* [Goal of the exercise]
Swap "largest disc" for "biggest circle" in the entries from the line with "Guideline: for each instance of the ground" to the line with "Target: ground beef filling", and write out only those lines with nothing else changed.

* [Available data]

########################################

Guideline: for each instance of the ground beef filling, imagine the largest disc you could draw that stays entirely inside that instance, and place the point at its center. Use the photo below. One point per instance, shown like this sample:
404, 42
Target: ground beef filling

########################################

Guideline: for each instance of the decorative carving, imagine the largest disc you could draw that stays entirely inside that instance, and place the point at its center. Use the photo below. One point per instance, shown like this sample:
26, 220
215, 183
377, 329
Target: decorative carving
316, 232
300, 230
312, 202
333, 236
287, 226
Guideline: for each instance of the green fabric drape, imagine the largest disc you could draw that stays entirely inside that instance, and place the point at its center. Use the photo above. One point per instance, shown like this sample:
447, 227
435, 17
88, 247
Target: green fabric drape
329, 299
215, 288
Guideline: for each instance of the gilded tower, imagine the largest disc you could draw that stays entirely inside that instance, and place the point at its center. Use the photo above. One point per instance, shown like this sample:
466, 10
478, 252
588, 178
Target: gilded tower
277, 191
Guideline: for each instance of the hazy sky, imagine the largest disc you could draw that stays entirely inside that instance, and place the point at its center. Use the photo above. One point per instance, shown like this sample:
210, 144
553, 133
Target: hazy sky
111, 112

########################################

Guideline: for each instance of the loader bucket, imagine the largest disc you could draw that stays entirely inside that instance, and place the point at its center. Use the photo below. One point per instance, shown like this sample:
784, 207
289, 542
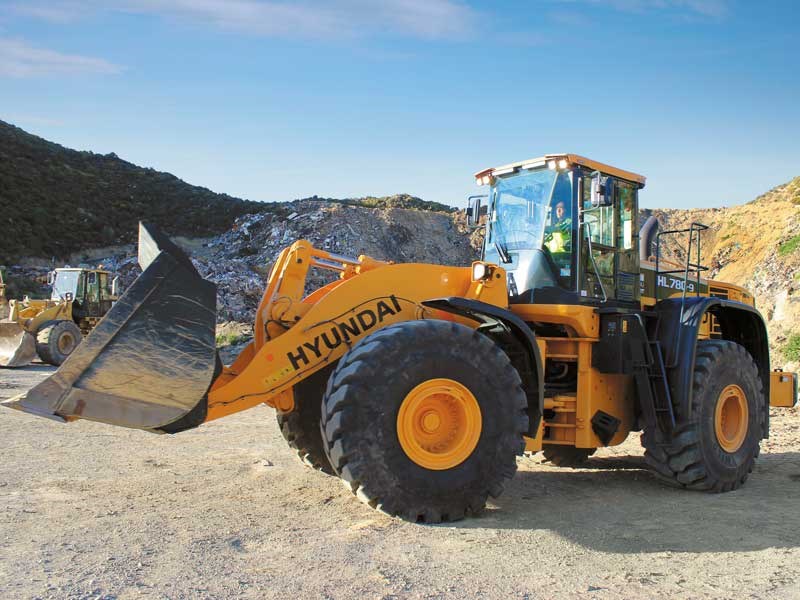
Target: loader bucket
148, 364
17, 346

########################################

* [Finished answer]
Guideline: for each instance of the ground beef filling, imagine the biggest circle you could draw that stays entirely inside that instance, and place the point at its center. Use the photo below. One point per instance, shown like this sample:
404, 42
Target: ground beef filling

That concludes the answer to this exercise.